Begin DOCUMENT PASSAGE
SEC Recusals Highlight Revolving Door Dangers
The toll of the revolving door between the government and the securities industry was dramatically illustrated last week when two of the top five officials at the Securities and Exchange Commission (SEC) sat on the sidelines as the agency approved a settlement with JPMorgan Chase & Co.
The Wall Street Journal reported that SEC Chair Mary Jo White and Commissioner Daniel Gallagher recused themselves from voting on the settlement because of legal work they had done for JPMorgan.
The remaining three commissioners voted two-to-one to approve the settlement, which included a rare admission of wrongdoing by JPMorgan.
Andrew Ceresney, the agency’s co-director of enforcement, also recused himself, the Journal reported, because he represented JPMorgan when he was White’s colleague at Debevoise & Plimpton, a major law firm.
The Project On Government Oversight has raised concerns about the dangers of the revolving door before, including reports in February and March highlighting White and Gallagher’s potential conflicts. For instance, Gallagher’s former clients include powerhouse financial firms such as Bank of America, Deutsche Bank AG, and GE Capital Corp., according to a financial disclosure statement filed with the Office of Government Ethics.
End DOCUMENT PASSAGE
▸ **TASK LIST**
a: According to the article on SEC recusals, at which law firm did Andrew Ceresney represent JPMorgan while he was Mary Jo White's colleague?
b: Continue the article on SEC recusals from its final sentence.
Begin DATA EXCERPT
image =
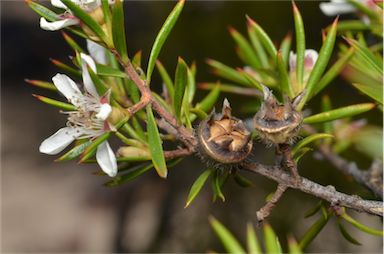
End DATA EXCERPT
▸ **ANSWERS PER TASK**
a: Debevoise & Plimpton.

b:
When POGO requested ethics records relating to Gallagher—documents that would show how he and the agency manage potential conflicts of interest when confronted with matters affecting his former clients and the like—the SEC provided 10 pages in part and withheld 1,500 pages in their entirety. That left the SEC’s handling of the potential conflicts largely shrouded from public scrutiny.
When asked last year if recusals ever hinder the SEC’s work, an agency spokesman told POGO that the SEC “is blessed with a deep pool of talented experts on just about any issue that comes up, so it really hasn’t been an issue.” But these deep ranks do little when it comes to the SEC’s five, irreplaceable commissioners, who are often barred under federal ethics rules from working on matters affecting their past clients, including some of Wall Street’s most powerful firms. During a recent two-year period, at least one commissioner didn’t vote in 59 of the agency’s 118 closed-door meetings, according to records obtained by The Wall Street Journal.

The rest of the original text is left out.